**Information supplied:**
....

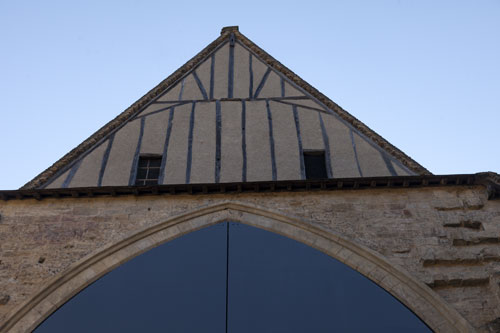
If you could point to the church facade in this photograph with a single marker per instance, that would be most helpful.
(233, 135)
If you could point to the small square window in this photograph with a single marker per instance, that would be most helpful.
(148, 170)
(315, 164)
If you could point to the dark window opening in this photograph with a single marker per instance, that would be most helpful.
(148, 170)
(315, 164)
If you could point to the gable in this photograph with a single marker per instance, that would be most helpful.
(230, 117)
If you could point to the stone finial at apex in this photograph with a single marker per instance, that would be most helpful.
(231, 28)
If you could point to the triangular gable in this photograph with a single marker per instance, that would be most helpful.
(228, 72)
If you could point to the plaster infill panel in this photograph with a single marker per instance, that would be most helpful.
(258, 70)
(191, 90)
(342, 157)
(310, 129)
(172, 94)
(203, 146)
(57, 183)
(370, 159)
(400, 171)
(291, 91)
(241, 72)
(272, 87)
(285, 141)
(175, 167)
(122, 154)
(155, 130)
(88, 172)
(203, 72)
(307, 102)
(157, 107)
(231, 142)
(221, 69)
(257, 142)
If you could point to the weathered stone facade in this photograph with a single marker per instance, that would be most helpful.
(444, 239)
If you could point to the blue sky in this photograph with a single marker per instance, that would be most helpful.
(423, 74)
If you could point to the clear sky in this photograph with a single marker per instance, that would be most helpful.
(423, 74)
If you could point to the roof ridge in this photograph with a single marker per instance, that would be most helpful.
(191, 64)
(406, 160)
(129, 112)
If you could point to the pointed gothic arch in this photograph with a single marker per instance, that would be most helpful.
(419, 298)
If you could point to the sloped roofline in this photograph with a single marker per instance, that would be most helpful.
(226, 32)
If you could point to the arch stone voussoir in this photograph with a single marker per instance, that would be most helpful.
(424, 302)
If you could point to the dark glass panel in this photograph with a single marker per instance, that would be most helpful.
(141, 173)
(279, 285)
(153, 173)
(315, 165)
(177, 287)
(155, 162)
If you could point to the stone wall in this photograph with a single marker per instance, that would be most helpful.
(446, 237)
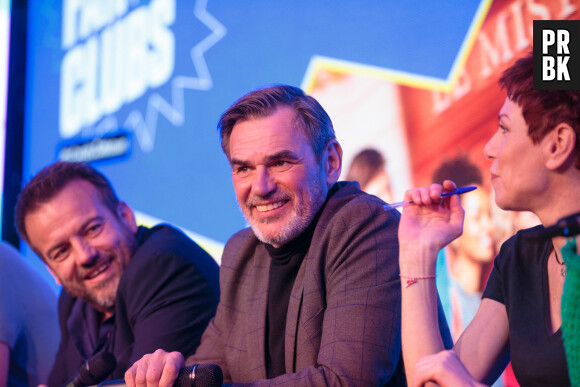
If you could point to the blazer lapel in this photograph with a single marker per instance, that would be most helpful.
(256, 310)
(292, 319)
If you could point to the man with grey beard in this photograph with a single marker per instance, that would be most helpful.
(127, 289)
(310, 294)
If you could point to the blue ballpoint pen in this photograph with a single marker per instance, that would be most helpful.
(457, 191)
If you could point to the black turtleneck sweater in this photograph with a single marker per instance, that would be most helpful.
(286, 261)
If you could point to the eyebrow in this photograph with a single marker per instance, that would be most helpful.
(284, 154)
(61, 243)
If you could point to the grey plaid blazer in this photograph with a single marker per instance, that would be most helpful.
(344, 316)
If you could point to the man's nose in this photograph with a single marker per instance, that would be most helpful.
(86, 253)
(263, 183)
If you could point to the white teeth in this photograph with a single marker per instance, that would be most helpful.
(99, 270)
(269, 207)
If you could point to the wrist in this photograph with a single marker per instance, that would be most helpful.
(417, 260)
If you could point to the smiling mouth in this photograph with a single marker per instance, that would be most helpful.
(102, 267)
(270, 206)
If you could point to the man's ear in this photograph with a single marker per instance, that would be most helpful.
(125, 213)
(332, 162)
(560, 147)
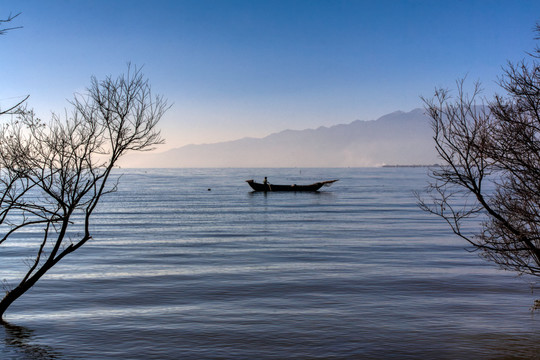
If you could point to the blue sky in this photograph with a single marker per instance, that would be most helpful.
(236, 68)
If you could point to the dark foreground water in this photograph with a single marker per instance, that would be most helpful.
(356, 271)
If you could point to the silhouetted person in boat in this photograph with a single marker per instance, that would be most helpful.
(266, 184)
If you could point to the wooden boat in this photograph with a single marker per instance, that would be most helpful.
(271, 187)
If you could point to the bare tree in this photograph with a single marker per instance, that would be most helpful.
(491, 166)
(53, 174)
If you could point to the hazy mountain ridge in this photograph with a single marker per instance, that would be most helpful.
(399, 138)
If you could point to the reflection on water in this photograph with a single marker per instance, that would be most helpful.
(19, 343)
(355, 272)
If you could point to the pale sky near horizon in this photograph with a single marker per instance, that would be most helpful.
(237, 68)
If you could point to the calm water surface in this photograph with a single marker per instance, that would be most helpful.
(356, 271)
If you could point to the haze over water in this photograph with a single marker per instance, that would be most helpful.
(190, 264)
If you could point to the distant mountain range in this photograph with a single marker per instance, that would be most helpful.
(399, 138)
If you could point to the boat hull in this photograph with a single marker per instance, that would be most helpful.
(271, 187)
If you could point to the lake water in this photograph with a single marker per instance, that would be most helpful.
(190, 264)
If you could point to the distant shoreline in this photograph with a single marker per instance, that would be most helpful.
(412, 165)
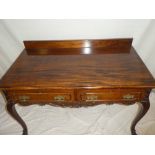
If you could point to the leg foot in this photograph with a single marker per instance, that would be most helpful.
(12, 111)
(143, 108)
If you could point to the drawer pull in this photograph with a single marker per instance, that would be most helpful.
(128, 97)
(59, 98)
(24, 98)
(92, 98)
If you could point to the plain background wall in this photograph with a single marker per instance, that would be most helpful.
(13, 32)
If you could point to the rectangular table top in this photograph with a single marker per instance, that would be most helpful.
(75, 67)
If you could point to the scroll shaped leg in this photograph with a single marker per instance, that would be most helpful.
(12, 111)
(143, 108)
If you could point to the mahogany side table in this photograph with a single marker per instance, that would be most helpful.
(75, 73)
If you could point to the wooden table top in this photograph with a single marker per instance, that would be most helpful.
(94, 67)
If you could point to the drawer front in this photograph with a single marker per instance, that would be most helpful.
(98, 95)
(29, 96)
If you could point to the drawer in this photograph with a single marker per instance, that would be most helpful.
(97, 95)
(47, 96)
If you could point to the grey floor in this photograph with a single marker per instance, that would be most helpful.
(102, 119)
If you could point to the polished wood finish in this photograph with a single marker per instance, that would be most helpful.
(78, 73)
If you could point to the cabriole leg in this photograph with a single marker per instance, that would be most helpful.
(143, 108)
(12, 111)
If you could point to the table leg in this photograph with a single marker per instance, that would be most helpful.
(143, 108)
(12, 111)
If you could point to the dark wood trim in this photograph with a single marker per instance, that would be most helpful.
(79, 46)
(142, 110)
(12, 111)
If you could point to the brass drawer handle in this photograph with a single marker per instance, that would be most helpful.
(59, 98)
(92, 98)
(128, 97)
(24, 98)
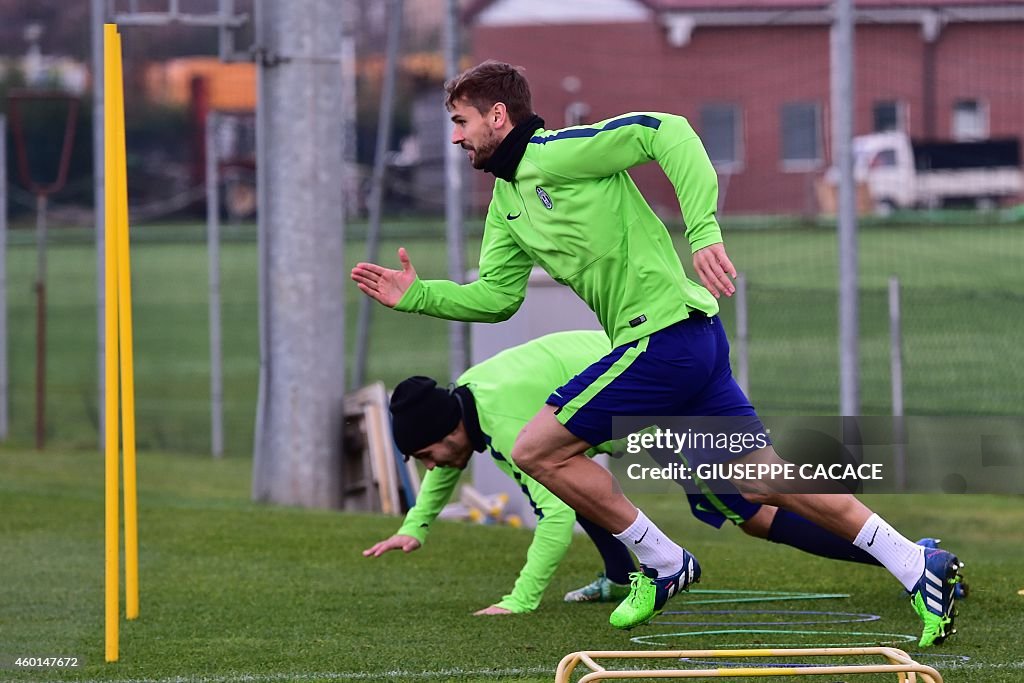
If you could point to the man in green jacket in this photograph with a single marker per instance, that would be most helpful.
(489, 404)
(564, 200)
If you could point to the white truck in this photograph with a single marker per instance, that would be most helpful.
(901, 173)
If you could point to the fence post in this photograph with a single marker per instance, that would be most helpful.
(741, 345)
(896, 372)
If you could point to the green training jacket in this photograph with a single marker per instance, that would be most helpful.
(508, 389)
(573, 210)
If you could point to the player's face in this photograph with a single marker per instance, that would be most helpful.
(453, 451)
(474, 133)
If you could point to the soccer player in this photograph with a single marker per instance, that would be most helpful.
(564, 200)
(491, 403)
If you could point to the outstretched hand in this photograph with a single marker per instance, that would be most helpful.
(493, 610)
(397, 542)
(385, 285)
(715, 268)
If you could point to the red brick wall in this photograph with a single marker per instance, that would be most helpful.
(633, 68)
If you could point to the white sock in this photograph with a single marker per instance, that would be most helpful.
(652, 547)
(903, 558)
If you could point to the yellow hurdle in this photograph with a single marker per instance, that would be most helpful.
(118, 347)
(899, 663)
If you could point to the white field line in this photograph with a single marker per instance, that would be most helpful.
(427, 675)
(333, 676)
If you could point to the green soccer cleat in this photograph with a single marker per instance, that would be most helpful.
(933, 597)
(648, 594)
(601, 589)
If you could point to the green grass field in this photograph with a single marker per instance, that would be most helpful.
(963, 303)
(235, 592)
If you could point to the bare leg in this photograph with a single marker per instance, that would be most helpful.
(552, 455)
(840, 513)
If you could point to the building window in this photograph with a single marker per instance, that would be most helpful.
(802, 142)
(577, 113)
(722, 134)
(888, 115)
(970, 120)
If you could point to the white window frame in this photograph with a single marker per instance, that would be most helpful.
(734, 165)
(901, 115)
(803, 165)
(958, 131)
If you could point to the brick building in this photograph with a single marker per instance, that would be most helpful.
(753, 77)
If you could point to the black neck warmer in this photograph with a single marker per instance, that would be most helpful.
(470, 419)
(506, 158)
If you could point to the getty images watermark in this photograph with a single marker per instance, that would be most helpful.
(800, 454)
(736, 443)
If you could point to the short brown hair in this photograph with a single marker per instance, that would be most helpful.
(488, 83)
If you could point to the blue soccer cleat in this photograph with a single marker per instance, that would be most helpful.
(648, 593)
(933, 597)
(961, 590)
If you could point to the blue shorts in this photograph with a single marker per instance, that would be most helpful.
(680, 373)
(715, 507)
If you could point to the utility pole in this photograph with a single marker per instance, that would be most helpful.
(301, 235)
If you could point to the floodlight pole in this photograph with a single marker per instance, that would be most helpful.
(213, 268)
(301, 219)
(458, 332)
(842, 107)
(3, 281)
(394, 9)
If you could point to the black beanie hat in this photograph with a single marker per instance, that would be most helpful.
(422, 414)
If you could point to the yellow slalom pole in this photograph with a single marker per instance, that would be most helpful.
(126, 356)
(112, 55)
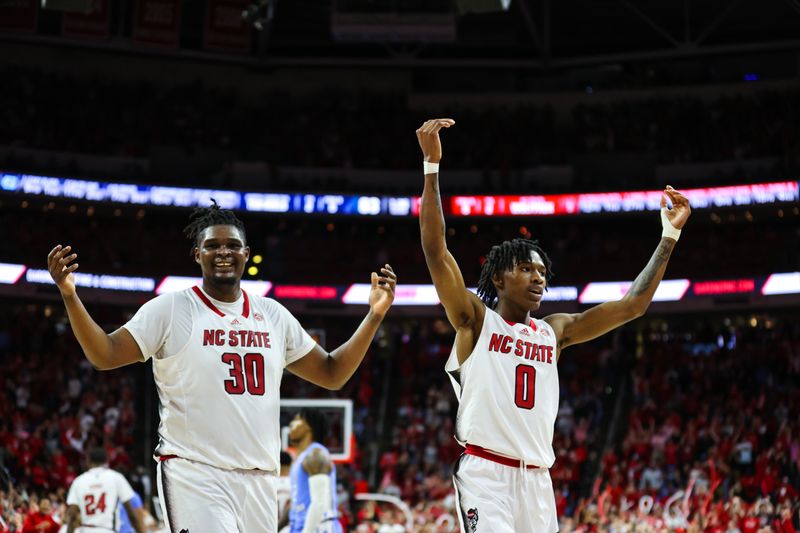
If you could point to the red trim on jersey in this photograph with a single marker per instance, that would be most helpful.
(246, 306)
(200, 294)
(206, 301)
(531, 323)
(483, 453)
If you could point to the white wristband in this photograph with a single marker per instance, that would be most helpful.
(430, 168)
(668, 230)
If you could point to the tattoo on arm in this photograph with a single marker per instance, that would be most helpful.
(657, 262)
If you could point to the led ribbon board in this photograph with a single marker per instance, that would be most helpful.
(399, 206)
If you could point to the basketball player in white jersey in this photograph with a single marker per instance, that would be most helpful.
(93, 498)
(218, 357)
(504, 362)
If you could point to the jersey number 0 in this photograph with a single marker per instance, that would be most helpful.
(247, 373)
(525, 389)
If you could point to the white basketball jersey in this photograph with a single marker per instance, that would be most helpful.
(508, 390)
(98, 493)
(219, 385)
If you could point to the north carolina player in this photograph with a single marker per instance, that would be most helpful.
(94, 497)
(313, 475)
(218, 357)
(504, 363)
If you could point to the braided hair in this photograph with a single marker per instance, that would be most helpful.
(213, 215)
(504, 257)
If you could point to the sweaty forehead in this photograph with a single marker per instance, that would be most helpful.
(534, 258)
(221, 232)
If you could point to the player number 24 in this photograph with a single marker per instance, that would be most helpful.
(92, 506)
(247, 373)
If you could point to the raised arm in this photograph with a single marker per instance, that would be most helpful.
(105, 351)
(332, 370)
(464, 309)
(581, 327)
(317, 465)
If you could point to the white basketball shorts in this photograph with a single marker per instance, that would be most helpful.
(199, 498)
(495, 498)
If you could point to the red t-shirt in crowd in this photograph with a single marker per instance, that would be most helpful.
(33, 523)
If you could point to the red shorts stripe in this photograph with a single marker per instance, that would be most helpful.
(483, 453)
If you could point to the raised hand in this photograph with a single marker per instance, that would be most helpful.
(680, 211)
(381, 295)
(428, 138)
(61, 266)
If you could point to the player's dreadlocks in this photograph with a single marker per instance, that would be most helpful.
(503, 257)
(213, 215)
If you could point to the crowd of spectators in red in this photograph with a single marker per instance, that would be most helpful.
(713, 435)
(710, 441)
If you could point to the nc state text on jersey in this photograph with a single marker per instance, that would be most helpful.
(529, 350)
(242, 338)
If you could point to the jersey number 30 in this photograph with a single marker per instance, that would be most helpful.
(247, 373)
(525, 390)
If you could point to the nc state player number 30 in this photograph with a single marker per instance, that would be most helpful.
(247, 373)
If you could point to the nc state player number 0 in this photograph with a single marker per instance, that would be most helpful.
(525, 390)
(247, 373)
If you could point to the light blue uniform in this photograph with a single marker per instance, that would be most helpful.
(301, 497)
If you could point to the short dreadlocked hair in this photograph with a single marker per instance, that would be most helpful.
(503, 257)
(213, 215)
(316, 421)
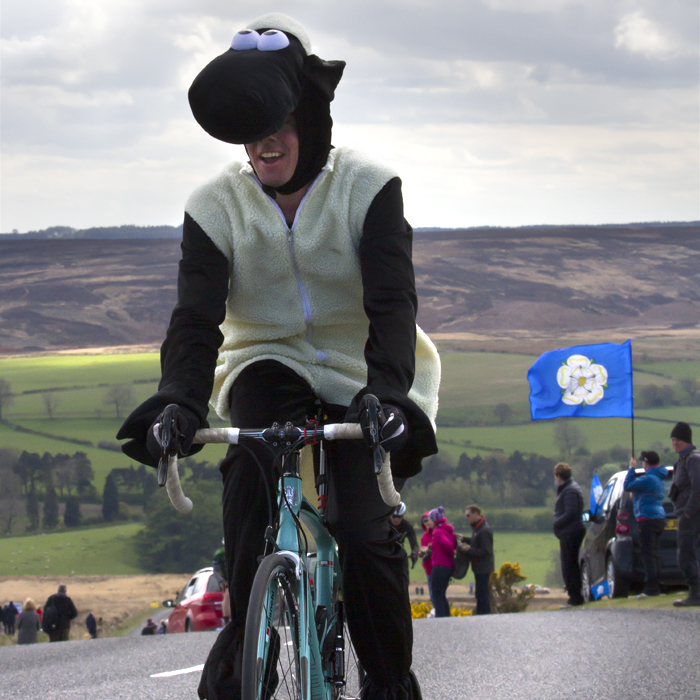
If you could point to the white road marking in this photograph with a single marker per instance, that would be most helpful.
(179, 672)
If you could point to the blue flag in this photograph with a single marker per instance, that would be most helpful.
(596, 491)
(601, 589)
(593, 381)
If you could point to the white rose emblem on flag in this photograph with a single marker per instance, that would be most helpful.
(582, 381)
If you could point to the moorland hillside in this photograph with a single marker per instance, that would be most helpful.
(475, 285)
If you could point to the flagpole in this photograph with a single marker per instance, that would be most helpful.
(633, 436)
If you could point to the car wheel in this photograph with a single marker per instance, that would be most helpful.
(619, 586)
(586, 583)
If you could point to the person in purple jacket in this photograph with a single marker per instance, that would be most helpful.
(443, 544)
(647, 500)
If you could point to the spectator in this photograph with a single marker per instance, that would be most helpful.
(28, 624)
(425, 552)
(91, 624)
(226, 604)
(10, 614)
(479, 551)
(685, 494)
(647, 498)
(65, 612)
(569, 529)
(405, 529)
(443, 545)
(149, 628)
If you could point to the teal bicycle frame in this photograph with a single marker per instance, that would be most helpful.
(316, 682)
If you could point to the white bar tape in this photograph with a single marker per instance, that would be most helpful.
(343, 431)
(390, 495)
(172, 486)
(214, 435)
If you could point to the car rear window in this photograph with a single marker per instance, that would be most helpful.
(214, 585)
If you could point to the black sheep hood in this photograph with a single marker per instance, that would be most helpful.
(246, 93)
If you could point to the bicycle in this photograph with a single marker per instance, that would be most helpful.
(295, 636)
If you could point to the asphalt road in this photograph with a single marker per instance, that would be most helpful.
(565, 655)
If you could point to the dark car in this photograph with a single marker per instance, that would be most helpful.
(611, 547)
(198, 606)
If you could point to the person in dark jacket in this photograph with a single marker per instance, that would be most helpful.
(91, 624)
(569, 529)
(685, 494)
(66, 611)
(9, 616)
(405, 530)
(479, 551)
(150, 628)
(647, 500)
(28, 625)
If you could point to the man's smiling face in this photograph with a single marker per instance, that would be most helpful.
(275, 158)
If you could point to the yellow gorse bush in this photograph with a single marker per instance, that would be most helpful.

....

**Problem description:** Rewrite the entries from the line containing "If you could point to the man's smiling" through the end of the entries, replacing "gorse" with "broom" and changing nothing else.

**Completed exercise:**
If you could point to the man's smiling face in this photograph with a single marker per instance, that would be most helpful.
(275, 158)
If you could point to the yellow broom bush in this photograph with a single marker per instance, that would be most helpful.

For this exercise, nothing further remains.